━━━━━ Page extract
Homily on the Samaritan Woman

Lesson on the Samaritan Woman: St. John 4 : 5 – 42

Beautiful story, full of insights into how Christ conducted Himself during His earthly ministry… It is also from the Gospel according to St. John: a short book that is full of beautiful spiritual insights; a book that shares the wonderful words, actions, and teaching of Christ. Today I want to focus on the transforming conversation that led the woman at the well – St. Photini – to sanctification and what it means for us.

Let me take you through their time together:

The conversation began simply enough; very similar to the conversation with the paralytic. The woman puts Christ into a certain box; she sees Him as a man, and as a Jew, so her conversation begins within that context;

  • How is it that You, being a Jew, ask a drink from me, a Samaritan woman?

He begins pulling her out of this comfort zone with His reply;

  • If you knew the gift of God, and who it is who says to you, ‘Give Me a drink,’ you would have asked Him, and He would have given you living water.

She widens her expectations a bit, recognizing that, although He is a Jew, He is willing to converse with her. Her reply is clever, teasing, and if we fit it into what we later learn about her relations with men, a bit flirtatious.

  • Sir, You have nothing to draw with, and the well is deep. Where then do You get that living water? are You greater than our father Jacob, who gave us the well, and drank from it himself, as well as his sons and his livestock?

But notice how this very human conversation gives Christ and His Spirit an entrée with this woman so that she can truly begin to walk along The Way. He makes it clear that He is speaking of something special, that He and the thing He offers cannot be fit within her expectations – but (if true) will exceed them;

  • Whoever drinks of this water will thirst again, but whoever drinks of the water that I shall give him will never thirst. But the water that I shall give him will become in him a fountain of water springing up into everlasting life.”

 

She then has the faith to ask for the water that Christ offers. Why?

The human touch. Human conversation.  Human friendship.  Human love.

Theology works through our psychology.  It is through human fellowship – the building up of godly rapport – that we develop the capacity to accept the Truth.
━━━━━━━━━━
→ What you will do
• A. What reason does the homily give for why the woman has the faith to ask for the water Christ offers? Answer in one to three sentences.
• B. Reproduce the passage of the homily from "Lesson on the" to "a Samaritan woman?".
The records have no connection to the homily above.
━━━━━ Data extract
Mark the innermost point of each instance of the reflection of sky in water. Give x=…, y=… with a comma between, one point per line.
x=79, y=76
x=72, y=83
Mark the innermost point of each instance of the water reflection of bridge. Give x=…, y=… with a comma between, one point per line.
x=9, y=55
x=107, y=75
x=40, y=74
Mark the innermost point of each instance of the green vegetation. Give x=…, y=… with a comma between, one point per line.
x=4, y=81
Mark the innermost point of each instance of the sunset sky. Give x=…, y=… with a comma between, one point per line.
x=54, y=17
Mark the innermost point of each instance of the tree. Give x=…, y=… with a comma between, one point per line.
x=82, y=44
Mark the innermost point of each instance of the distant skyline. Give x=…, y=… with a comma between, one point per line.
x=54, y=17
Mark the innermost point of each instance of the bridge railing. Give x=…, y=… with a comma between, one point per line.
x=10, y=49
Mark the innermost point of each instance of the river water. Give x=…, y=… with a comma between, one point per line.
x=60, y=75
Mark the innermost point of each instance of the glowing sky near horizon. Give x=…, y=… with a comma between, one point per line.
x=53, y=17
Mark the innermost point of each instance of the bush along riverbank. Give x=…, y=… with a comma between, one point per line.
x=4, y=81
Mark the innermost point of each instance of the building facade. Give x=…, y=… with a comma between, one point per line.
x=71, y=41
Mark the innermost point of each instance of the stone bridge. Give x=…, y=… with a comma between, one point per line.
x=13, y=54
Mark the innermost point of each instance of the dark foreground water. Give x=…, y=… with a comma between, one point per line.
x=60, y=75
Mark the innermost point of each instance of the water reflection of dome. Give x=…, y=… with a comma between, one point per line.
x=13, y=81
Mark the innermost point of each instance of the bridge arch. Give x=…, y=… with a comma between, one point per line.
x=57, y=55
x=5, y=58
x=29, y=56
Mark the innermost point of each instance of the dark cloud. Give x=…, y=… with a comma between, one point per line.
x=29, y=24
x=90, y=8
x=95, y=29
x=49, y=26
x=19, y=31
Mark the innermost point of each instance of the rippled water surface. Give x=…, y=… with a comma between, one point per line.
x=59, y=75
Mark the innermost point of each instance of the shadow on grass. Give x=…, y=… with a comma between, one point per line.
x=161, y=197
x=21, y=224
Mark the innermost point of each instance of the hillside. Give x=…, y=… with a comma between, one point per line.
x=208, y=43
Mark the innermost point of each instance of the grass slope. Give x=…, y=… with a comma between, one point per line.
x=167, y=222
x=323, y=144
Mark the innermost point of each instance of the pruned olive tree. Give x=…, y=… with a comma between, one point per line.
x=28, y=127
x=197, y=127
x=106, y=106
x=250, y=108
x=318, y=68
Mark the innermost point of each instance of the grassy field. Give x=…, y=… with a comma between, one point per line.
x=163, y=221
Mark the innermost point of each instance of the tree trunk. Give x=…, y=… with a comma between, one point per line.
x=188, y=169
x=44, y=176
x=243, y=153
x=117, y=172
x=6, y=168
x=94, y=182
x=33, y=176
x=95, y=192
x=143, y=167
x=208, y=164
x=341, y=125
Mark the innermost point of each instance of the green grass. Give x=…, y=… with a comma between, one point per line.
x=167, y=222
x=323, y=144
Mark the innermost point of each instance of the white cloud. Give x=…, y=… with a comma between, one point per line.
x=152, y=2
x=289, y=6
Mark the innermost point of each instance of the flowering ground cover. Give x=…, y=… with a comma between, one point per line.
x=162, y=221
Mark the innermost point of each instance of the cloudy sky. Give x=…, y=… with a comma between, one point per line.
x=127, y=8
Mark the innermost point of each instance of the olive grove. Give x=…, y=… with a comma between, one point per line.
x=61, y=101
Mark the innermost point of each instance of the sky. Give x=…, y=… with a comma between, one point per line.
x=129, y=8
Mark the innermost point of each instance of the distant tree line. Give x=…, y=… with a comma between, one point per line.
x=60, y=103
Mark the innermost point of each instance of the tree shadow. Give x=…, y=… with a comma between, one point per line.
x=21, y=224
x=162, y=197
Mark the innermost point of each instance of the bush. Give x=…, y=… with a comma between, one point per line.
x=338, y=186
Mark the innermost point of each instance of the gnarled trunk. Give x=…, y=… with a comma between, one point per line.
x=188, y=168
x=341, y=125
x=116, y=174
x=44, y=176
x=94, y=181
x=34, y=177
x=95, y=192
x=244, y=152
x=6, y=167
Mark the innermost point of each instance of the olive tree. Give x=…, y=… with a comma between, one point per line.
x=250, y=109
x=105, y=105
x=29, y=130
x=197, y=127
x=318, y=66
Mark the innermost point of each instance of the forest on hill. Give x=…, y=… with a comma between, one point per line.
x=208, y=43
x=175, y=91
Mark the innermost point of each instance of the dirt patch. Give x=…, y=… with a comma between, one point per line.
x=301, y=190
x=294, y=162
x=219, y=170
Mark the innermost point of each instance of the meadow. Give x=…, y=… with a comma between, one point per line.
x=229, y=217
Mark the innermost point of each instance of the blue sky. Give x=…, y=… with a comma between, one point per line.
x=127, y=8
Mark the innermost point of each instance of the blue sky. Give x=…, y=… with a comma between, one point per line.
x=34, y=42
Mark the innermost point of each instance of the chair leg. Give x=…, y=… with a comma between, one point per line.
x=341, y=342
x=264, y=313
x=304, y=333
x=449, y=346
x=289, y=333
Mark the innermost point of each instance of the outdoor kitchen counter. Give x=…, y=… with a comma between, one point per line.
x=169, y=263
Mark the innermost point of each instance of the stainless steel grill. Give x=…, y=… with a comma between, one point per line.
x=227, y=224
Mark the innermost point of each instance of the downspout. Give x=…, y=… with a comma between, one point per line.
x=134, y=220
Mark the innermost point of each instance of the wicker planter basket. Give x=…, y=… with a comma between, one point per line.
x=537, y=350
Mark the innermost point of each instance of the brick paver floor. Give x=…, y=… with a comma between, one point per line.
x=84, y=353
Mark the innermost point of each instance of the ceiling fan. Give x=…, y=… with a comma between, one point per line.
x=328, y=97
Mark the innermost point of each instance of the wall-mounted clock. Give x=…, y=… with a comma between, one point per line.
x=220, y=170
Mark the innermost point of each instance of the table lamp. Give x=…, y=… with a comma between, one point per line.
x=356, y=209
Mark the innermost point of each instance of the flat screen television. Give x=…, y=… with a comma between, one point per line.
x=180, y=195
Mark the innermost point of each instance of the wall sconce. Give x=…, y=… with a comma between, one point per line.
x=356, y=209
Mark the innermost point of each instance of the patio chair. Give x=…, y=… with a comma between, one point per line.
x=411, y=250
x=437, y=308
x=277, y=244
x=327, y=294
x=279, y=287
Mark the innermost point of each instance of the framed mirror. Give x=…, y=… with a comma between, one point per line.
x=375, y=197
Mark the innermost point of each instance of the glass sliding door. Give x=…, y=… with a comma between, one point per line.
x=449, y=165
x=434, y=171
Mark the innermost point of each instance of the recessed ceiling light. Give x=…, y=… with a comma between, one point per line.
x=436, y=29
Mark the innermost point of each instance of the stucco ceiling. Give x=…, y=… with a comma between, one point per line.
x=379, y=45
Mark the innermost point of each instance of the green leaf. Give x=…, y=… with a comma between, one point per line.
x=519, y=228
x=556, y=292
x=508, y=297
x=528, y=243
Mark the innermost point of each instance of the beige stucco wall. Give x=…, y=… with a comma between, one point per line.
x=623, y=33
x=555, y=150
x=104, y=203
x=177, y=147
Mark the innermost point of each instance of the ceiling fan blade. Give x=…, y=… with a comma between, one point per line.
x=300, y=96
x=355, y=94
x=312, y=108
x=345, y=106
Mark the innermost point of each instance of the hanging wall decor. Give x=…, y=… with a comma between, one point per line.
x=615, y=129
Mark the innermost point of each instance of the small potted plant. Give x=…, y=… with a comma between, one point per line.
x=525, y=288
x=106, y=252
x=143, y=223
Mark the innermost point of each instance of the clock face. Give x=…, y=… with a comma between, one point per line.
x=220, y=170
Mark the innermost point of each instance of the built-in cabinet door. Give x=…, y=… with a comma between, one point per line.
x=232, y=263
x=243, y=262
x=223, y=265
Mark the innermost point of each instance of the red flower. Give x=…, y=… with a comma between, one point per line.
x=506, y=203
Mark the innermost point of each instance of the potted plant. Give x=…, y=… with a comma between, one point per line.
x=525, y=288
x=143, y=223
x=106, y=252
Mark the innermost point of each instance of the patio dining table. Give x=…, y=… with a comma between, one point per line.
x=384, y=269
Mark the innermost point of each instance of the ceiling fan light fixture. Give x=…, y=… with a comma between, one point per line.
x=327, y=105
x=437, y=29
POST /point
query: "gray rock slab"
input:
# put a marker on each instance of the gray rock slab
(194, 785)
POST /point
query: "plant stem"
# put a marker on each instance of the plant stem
━━━━━━━━━━
→ Results of the tasks
• A. She asks because of the human touch: human conversation, friendship, and love. Theology works through our psychology, and human fellowship, the building up of godly rapport, develops our capacity to accept the Truth.

• B.
Lesson on the Samaritan Woman: St. John 4 : 5 – 42

Beautiful story, full of insights into how Christ conducted Himself during His earthly ministry… It is also from the Gospel according to St. John: a short book that is full of beautiful spiritual insights; a book that shares the wonderful words, actions, and teaching of Christ. Today I want to focus on the transforming conversation that led the woman at the well – St. Photini – to sanctification and what it means for us.

Let me take you through their time together:

The conversation began simply enough; very similar to the conversation with the paralytic. The woman puts Christ into a certain box; she sees Him as a man, and as a Jew, so her conversation begins within that context;

  • How is it that You, being a Jew, ask a drink from me, a Samaritan woman?